• [Extract]
↓

As the first step, real structures on clean surfaces including surface reconstructions and surface relaxations, defects in crystals are presented, before the preparation of clean metallic, semiconducting, oxidic and organic surfaces are introduced.

The atomic processes on surfaces are activated by the increase of the substrate temperature. They can be studied using scanning tunneling microscopy (STM) and atomic force microscopy (AFM). The combination with molecular beam epitaxy (MBE) allows determining the sizes of the critical nuclei and the other activated processes in a hierarchical fashion. The evolution of the surface morphology is characterized by the density and size distribution of the nanostructures that could be quantified by means of the rate equation analysis, the mean-field nucleation theory, as well as the scaling theory. The surface morphology is further characterized by defects and nanostructure's shapes, which are based on the strain relieving mechanisms and kinetic growth processes.

↑

• [Information provided]
↓

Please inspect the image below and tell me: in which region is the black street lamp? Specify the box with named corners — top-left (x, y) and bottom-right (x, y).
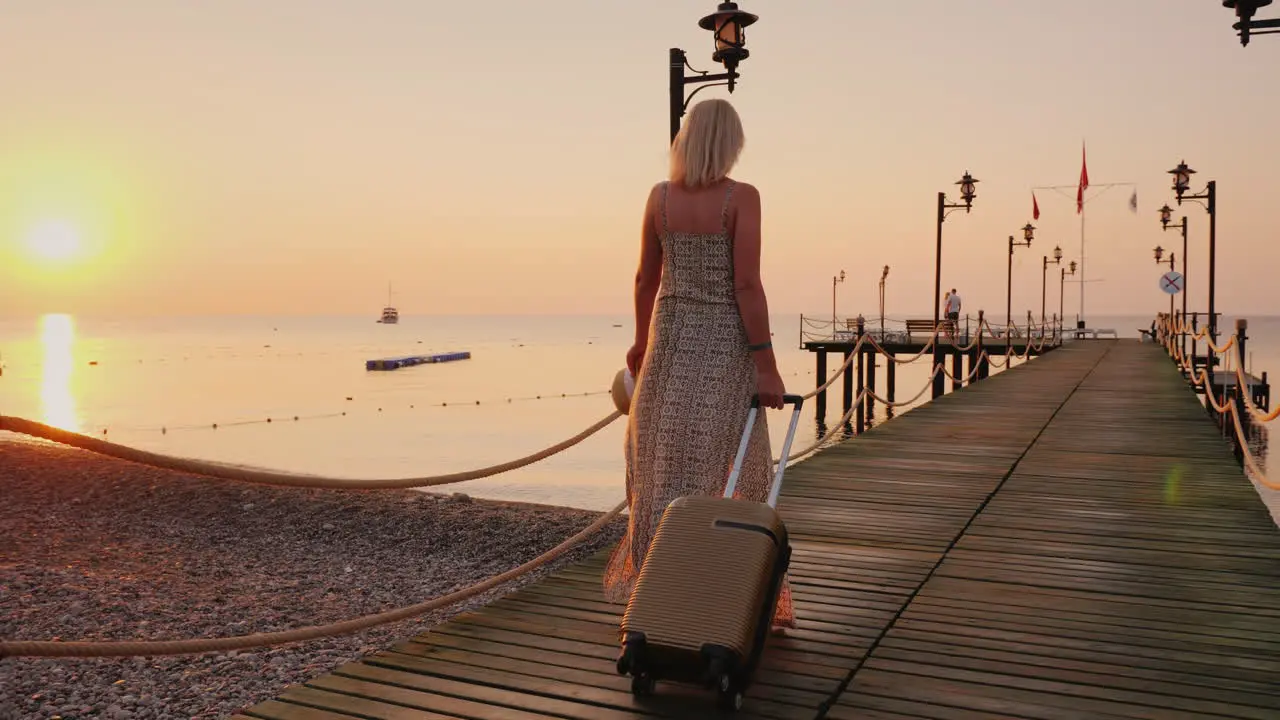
top-left (933, 170), bottom-right (978, 397)
top-left (668, 3), bottom-right (760, 142)
top-left (1041, 247), bottom-right (1062, 324)
top-left (831, 270), bottom-right (845, 326)
top-left (1169, 160), bottom-right (1217, 342)
top-left (1160, 205), bottom-right (1188, 354)
top-left (1005, 223), bottom-right (1036, 333)
top-left (1155, 245), bottom-right (1178, 320)
top-left (1057, 260), bottom-right (1075, 330)
top-left (881, 265), bottom-right (888, 342)
top-left (1222, 0), bottom-right (1280, 46)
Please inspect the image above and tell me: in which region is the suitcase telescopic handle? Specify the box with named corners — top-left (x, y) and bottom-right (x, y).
top-left (751, 395), bottom-right (804, 410)
top-left (724, 395), bottom-right (804, 507)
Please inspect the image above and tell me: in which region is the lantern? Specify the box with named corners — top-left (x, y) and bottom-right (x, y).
top-left (698, 3), bottom-right (760, 73)
top-left (1169, 160), bottom-right (1196, 200)
top-left (956, 170), bottom-right (978, 205)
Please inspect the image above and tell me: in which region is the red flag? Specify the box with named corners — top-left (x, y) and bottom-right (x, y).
top-left (1075, 143), bottom-right (1089, 214)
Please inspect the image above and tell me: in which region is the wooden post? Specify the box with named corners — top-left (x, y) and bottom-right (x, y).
top-left (814, 347), bottom-right (827, 423)
top-left (1222, 318), bottom-right (1249, 465)
top-left (884, 352), bottom-right (897, 416)
top-left (974, 310), bottom-right (991, 380)
top-left (1190, 313), bottom-right (1199, 386)
top-left (840, 350), bottom-right (854, 418)
top-left (854, 350), bottom-right (867, 434)
top-left (867, 347), bottom-right (879, 421)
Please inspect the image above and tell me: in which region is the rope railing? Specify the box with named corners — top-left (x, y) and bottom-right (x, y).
top-left (0, 322), bottom-right (1034, 657)
top-left (1157, 314), bottom-right (1280, 491)
top-left (0, 501), bottom-right (626, 657)
top-left (0, 410), bottom-right (622, 489)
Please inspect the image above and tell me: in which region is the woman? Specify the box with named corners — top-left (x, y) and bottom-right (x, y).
top-left (604, 100), bottom-right (795, 630)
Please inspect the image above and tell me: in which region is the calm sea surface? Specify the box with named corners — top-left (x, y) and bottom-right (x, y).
top-left (0, 315), bottom-right (1280, 510)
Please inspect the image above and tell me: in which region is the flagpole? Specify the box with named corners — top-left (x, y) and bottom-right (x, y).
top-left (1075, 193), bottom-right (1088, 327)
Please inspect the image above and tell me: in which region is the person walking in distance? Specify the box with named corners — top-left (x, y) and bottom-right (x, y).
top-left (604, 99), bottom-right (796, 632)
top-left (946, 288), bottom-right (960, 337)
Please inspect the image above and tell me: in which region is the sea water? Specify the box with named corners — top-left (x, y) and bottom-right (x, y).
top-left (0, 315), bottom-right (1280, 510)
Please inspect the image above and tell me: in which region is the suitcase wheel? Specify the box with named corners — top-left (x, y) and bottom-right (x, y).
top-left (631, 675), bottom-right (658, 696)
top-left (718, 675), bottom-right (742, 711)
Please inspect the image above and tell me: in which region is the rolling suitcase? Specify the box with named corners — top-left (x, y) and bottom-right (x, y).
top-left (617, 395), bottom-right (804, 710)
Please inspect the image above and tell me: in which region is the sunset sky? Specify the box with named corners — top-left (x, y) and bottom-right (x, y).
top-left (0, 0), bottom-right (1280, 316)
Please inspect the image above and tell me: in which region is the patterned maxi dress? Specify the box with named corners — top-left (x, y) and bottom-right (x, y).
top-left (604, 182), bottom-right (795, 628)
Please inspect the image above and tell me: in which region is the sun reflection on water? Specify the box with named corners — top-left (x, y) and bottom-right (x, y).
top-left (40, 314), bottom-right (81, 433)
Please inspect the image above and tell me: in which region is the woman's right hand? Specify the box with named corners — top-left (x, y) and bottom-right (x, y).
top-left (755, 370), bottom-right (787, 410)
top-left (627, 342), bottom-right (646, 378)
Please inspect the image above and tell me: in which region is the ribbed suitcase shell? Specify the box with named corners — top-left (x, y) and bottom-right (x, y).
top-left (617, 395), bottom-right (804, 710)
top-left (621, 496), bottom-right (787, 675)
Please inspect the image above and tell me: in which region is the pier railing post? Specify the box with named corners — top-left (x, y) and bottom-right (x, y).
top-left (1222, 318), bottom-right (1249, 464)
top-left (814, 346), bottom-right (827, 425)
top-left (974, 310), bottom-right (991, 380)
top-left (867, 347), bottom-right (879, 423)
top-left (854, 350), bottom-right (867, 434)
top-left (1190, 313), bottom-right (1199, 386)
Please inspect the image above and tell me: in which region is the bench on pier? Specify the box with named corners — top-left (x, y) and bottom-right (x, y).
top-left (1066, 328), bottom-right (1120, 340)
top-left (906, 320), bottom-right (956, 341)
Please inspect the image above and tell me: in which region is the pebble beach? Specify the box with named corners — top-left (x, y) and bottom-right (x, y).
top-left (0, 438), bottom-right (626, 720)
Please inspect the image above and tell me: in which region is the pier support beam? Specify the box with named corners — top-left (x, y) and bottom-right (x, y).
top-left (840, 350), bottom-right (854, 418)
top-left (814, 350), bottom-right (827, 424)
top-left (973, 310), bottom-right (991, 380)
top-left (884, 352), bottom-right (897, 418)
top-left (854, 350), bottom-right (867, 434)
top-left (867, 348), bottom-right (879, 423)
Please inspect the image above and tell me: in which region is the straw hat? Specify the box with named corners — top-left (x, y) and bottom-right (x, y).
top-left (611, 368), bottom-right (636, 415)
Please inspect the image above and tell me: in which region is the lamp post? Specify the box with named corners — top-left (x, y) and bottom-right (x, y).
top-left (831, 270), bottom-right (845, 326)
top-left (1169, 160), bottom-right (1217, 342)
top-left (1041, 246), bottom-right (1062, 324)
top-left (1057, 260), bottom-right (1075, 333)
top-left (1160, 204), bottom-right (1188, 354)
top-left (933, 170), bottom-right (978, 397)
top-left (1222, 0), bottom-right (1280, 46)
top-left (668, 3), bottom-right (760, 142)
top-left (1153, 245), bottom-right (1185, 320)
top-left (881, 265), bottom-right (888, 342)
top-left (1005, 223), bottom-right (1036, 333)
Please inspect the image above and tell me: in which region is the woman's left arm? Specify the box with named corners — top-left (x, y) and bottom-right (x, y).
top-left (635, 184), bottom-right (662, 347)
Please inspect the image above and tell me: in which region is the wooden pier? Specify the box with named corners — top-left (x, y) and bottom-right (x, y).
top-left (365, 350), bottom-right (471, 370)
top-left (236, 341), bottom-right (1280, 720)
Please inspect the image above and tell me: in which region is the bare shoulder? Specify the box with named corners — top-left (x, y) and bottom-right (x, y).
top-left (733, 181), bottom-right (760, 200)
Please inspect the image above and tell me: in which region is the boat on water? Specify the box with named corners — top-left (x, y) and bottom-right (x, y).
top-left (378, 283), bottom-right (399, 325)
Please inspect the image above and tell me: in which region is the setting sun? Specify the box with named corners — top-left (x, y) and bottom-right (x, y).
top-left (26, 220), bottom-right (82, 261)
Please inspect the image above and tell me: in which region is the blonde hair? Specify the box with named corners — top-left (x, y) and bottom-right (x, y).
top-left (669, 99), bottom-right (746, 188)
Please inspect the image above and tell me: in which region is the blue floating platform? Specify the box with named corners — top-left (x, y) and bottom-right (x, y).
top-left (365, 350), bottom-right (471, 370)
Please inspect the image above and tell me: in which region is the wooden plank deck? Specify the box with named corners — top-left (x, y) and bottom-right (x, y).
top-left (237, 341), bottom-right (1280, 720)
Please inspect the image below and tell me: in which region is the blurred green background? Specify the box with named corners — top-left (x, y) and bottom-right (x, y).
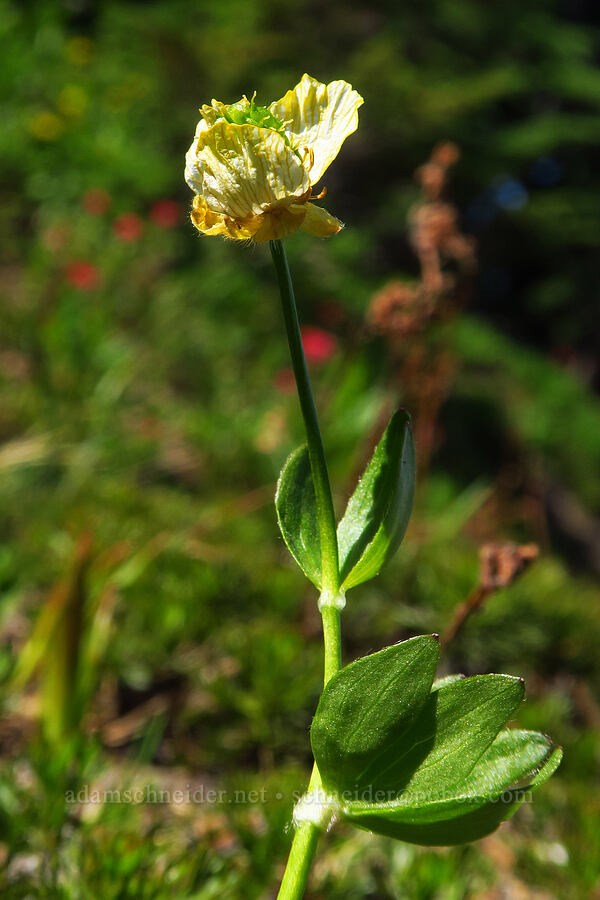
top-left (0, 0), bottom-right (600, 900)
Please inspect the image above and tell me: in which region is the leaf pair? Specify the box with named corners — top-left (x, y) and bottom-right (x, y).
top-left (311, 635), bottom-right (562, 845)
top-left (275, 410), bottom-right (415, 591)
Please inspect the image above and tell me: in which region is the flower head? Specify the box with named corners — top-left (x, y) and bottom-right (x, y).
top-left (185, 75), bottom-right (363, 242)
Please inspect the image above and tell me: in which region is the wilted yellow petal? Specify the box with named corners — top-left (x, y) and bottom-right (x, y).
top-left (269, 75), bottom-right (364, 184)
top-left (186, 121), bottom-right (310, 219)
top-left (191, 194), bottom-right (261, 241)
top-left (300, 203), bottom-right (344, 237)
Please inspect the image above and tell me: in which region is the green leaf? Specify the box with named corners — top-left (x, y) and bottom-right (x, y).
top-left (275, 444), bottom-right (321, 590)
top-left (338, 410), bottom-right (415, 590)
top-left (352, 675), bottom-right (524, 803)
top-left (345, 730), bottom-right (562, 845)
top-left (311, 635), bottom-right (439, 793)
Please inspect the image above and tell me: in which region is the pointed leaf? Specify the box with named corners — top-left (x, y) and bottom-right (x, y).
top-left (311, 635), bottom-right (439, 793)
top-left (352, 675), bottom-right (524, 799)
top-left (275, 445), bottom-right (321, 590)
top-left (345, 731), bottom-right (562, 846)
top-left (338, 410), bottom-right (415, 590)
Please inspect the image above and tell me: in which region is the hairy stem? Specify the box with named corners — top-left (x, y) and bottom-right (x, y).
top-left (270, 241), bottom-right (341, 900)
top-left (271, 241), bottom-right (339, 597)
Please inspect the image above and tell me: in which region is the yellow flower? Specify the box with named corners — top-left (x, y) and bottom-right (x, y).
top-left (185, 75), bottom-right (363, 242)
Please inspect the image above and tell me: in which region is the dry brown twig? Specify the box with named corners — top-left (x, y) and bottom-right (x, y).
top-left (441, 541), bottom-right (539, 647)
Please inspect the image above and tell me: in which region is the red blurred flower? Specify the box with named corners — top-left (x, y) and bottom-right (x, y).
top-left (83, 188), bottom-right (112, 216)
top-left (65, 259), bottom-right (100, 291)
top-left (150, 199), bottom-right (181, 228)
top-left (113, 213), bottom-right (144, 242)
top-left (302, 325), bottom-right (338, 363)
top-left (273, 369), bottom-right (296, 394)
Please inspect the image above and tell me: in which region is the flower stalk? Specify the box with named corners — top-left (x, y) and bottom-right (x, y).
top-left (270, 240), bottom-right (342, 900)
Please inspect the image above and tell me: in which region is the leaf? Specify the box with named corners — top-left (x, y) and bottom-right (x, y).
top-left (311, 635), bottom-right (439, 794)
top-left (275, 444), bottom-right (321, 590)
top-left (346, 675), bottom-right (524, 805)
top-left (338, 410), bottom-right (415, 590)
top-left (345, 730), bottom-right (562, 845)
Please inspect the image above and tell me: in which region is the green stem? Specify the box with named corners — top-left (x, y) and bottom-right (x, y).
top-left (321, 606), bottom-right (342, 684)
top-left (277, 822), bottom-right (320, 900)
top-left (270, 241), bottom-right (342, 900)
top-left (270, 241), bottom-right (339, 599)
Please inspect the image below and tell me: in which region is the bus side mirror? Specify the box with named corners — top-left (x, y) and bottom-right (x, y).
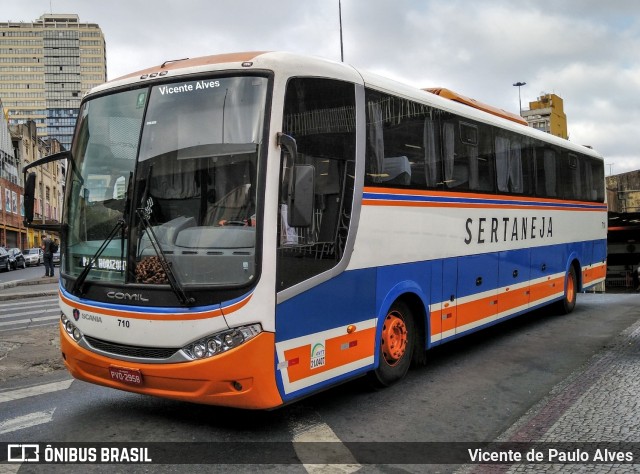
top-left (24, 172), bottom-right (36, 225)
top-left (287, 165), bottom-right (315, 227)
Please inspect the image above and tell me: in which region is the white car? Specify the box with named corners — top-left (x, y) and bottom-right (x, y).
top-left (22, 248), bottom-right (44, 266)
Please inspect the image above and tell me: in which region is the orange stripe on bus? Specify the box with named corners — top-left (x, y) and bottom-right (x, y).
top-left (364, 187), bottom-right (607, 210)
top-left (362, 199), bottom-right (602, 212)
top-left (60, 292), bottom-right (252, 321)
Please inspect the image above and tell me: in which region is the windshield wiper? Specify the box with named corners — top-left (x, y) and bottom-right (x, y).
top-left (136, 208), bottom-right (196, 306)
top-left (71, 172), bottom-right (133, 294)
top-left (71, 217), bottom-right (126, 294)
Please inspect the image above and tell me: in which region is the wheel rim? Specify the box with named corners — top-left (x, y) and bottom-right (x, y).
top-left (567, 273), bottom-right (576, 302)
top-left (382, 311), bottom-right (409, 366)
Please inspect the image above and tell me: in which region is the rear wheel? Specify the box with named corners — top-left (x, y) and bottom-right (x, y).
top-left (369, 301), bottom-right (416, 387)
top-left (560, 267), bottom-right (578, 314)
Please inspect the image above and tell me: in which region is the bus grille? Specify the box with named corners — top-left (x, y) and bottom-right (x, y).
top-left (84, 336), bottom-right (179, 359)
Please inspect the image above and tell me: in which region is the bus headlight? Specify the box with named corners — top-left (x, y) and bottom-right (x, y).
top-left (60, 313), bottom-right (82, 342)
top-left (182, 324), bottom-right (262, 360)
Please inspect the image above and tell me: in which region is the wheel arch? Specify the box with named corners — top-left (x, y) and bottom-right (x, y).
top-left (565, 252), bottom-right (582, 291)
top-left (375, 280), bottom-right (430, 367)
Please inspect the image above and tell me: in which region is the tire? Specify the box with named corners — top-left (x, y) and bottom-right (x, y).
top-left (559, 266), bottom-right (578, 314)
top-left (368, 301), bottom-right (416, 388)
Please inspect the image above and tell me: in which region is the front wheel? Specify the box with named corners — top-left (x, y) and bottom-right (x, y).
top-left (369, 301), bottom-right (416, 388)
top-left (560, 267), bottom-right (578, 314)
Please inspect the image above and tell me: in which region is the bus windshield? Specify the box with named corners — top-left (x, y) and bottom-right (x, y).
top-left (62, 76), bottom-right (268, 287)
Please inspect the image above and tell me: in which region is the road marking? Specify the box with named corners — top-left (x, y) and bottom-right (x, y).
top-left (0, 310), bottom-right (60, 326)
top-left (292, 422), bottom-right (362, 474)
top-left (0, 379), bottom-right (73, 403)
top-left (0, 408), bottom-right (56, 434)
top-left (0, 297), bottom-right (58, 309)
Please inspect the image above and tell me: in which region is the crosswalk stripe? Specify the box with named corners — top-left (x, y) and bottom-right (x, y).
top-left (0, 408), bottom-right (56, 434)
top-left (293, 422), bottom-right (362, 474)
top-left (0, 379), bottom-right (73, 403)
top-left (0, 315), bottom-right (60, 326)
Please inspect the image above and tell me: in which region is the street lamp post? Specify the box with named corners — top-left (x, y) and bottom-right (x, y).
top-left (338, 0), bottom-right (344, 62)
top-left (514, 82), bottom-right (527, 117)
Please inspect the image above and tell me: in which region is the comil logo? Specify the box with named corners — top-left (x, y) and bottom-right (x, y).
top-left (311, 343), bottom-right (324, 369)
top-left (7, 444), bottom-right (40, 462)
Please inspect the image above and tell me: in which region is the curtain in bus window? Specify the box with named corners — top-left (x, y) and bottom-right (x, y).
top-left (569, 155), bottom-right (583, 199)
top-left (222, 78), bottom-right (262, 143)
top-left (442, 122), bottom-right (457, 188)
top-left (496, 137), bottom-right (511, 193)
top-left (424, 120), bottom-right (440, 187)
top-left (544, 150), bottom-right (556, 197)
top-left (464, 145), bottom-right (480, 189)
top-left (509, 140), bottom-right (524, 194)
top-left (366, 102), bottom-right (384, 183)
top-left (582, 160), bottom-right (598, 201)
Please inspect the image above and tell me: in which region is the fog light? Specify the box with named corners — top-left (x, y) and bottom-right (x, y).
top-left (182, 324), bottom-right (262, 359)
top-left (60, 313), bottom-right (82, 342)
top-left (193, 344), bottom-right (207, 359)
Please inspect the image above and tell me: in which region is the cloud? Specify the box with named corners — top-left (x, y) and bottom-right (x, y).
top-left (3, 0), bottom-right (640, 170)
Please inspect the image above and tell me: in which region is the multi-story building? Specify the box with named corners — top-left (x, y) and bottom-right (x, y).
top-left (9, 121), bottom-right (65, 248)
top-left (0, 100), bottom-right (27, 247)
top-left (0, 14), bottom-right (107, 149)
top-left (522, 94), bottom-right (569, 139)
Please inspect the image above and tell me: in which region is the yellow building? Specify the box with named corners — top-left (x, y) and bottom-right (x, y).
top-left (522, 94), bottom-right (569, 139)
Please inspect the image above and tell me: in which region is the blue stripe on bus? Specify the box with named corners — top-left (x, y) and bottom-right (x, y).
top-left (362, 192), bottom-right (606, 210)
top-left (276, 240), bottom-right (606, 342)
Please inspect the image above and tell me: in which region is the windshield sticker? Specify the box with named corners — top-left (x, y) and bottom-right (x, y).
top-left (158, 81), bottom-right (220, 95)
top-left (136, 92), bottom-right (147, 109)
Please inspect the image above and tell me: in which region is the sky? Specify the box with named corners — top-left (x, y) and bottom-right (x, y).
top-left (5, 0), bottom-right (640, 175)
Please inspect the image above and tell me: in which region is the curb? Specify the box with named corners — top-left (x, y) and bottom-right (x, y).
top-left (0, 277), bottom-right (58, 301)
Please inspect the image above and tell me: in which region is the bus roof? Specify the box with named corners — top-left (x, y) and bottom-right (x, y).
top-left (94, 51), bottom-right (602, 159)
top-left (422, 87), bottom-right (529, 126)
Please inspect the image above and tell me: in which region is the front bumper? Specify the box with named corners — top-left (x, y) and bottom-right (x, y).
top-left (60, 324), bottom-right (282, 409)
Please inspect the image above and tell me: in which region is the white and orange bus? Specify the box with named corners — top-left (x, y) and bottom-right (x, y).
top-left (25, 52), bottom-right (607, 409)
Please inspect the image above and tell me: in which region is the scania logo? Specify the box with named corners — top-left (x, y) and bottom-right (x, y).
top-left (107, 291), bottom-right (149, 301)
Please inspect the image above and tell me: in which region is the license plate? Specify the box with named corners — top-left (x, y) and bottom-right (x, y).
top-left (109, 366), bottom-right (142, 385)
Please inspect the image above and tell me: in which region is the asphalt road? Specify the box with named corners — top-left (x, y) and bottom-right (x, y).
top-left (0, 294), bottom-right (640, 472)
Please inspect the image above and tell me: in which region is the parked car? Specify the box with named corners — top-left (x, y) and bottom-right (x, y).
top-left (23, 248), bottom-right (44, 267)
top-left (9, 248), bottom-right (27, 270)
top-left (0, 247), bottom-right (11, 271)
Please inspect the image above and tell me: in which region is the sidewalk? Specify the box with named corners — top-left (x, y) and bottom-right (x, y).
top-left (0, 276), bottom-right (58, 301)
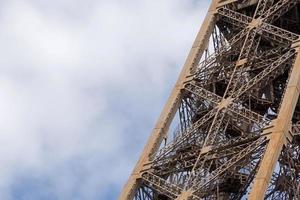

↑

• [Explore the material]
1. Please rewrite the paragraph of the surface science passage that begins "The atomic processes on surfaces" as a short bulleted list that keeps its main facts.
2. The surface science passage names several kinds of clean surfaces whose preparation is introduced. List every one of them.
3. Continue the surface science passage from the end of its last sentence.
The records come from a separate source and are unrelated to the surface science passage.

• [Solved problems]
1.
- Raising the substrate temperature activates atomic processes on surfaces.
- These processes can be studied with scanning tunneling microscopy (STM) and atomic force microscopy (AFM).
- Combining these methods with molecular beam epitaxy (MBE) makes it possible to determine critical nucleus sizes and other activated processes in a hierarchical way.
- The density and size distribution of nanostructures characterize how the surface morphology evolves. These can be quantified with rate equation analysis, mean-field nucleation theory and scaling theory.
- Defects and nanostructure shapes also characterize the morphology. Both depend on strain relieving mechanisms and kinetic growth processes.

2.
- metallic
- semiconducting
- oxidic
- organic

3.
High-resolution electron diffraction is complementary to scanning probe techniques and provides exact mean values. Some phenomena are quantitatively described by the kinematic theory and perfectly understood by means of the Ewald construction. Other phenomena need to be described by the more complex dynamical theory. Electron diffraction is not only associated with elastic scattering but also inelastic excitation mechanisms that reflect the electronic structure of the surfaces studied. Low-energy electrons lead to phonon and high-energy electrons to plasmon excitations. Both effects are perfectly described by dipole and impact scattering.

Thin-films of rather complex organic materials are often quantitatively characterized by photons with a broad range of wavelengths from ultra-violet to infra-red light. Asymmetries and preferential orientations of the (anisotropic) molecules are verified using the optical dichroism and second harmonic generation measurements. These characterization techniques are vital for optimizing the preparation of medical implants and the determination of tissue's anisotropies within the human body.

Cell-surface interactions are related to the cell adhesion and the contractile cellular forces. Physical means have been developed to quantify these interactions. Other physical techniques are introduced in cell biology, namely to count and sort cells, to study cell proliferation and metabolism and to determine the relation between cell morphology and function.

3D scaffolds are important for tissue augmentation and engineering. Design, preparation methods, and characterization of these highly porous 3D microstructures are also presented.

Visiting clinical research in a leading university hospital will show the usefulness of the lecture series.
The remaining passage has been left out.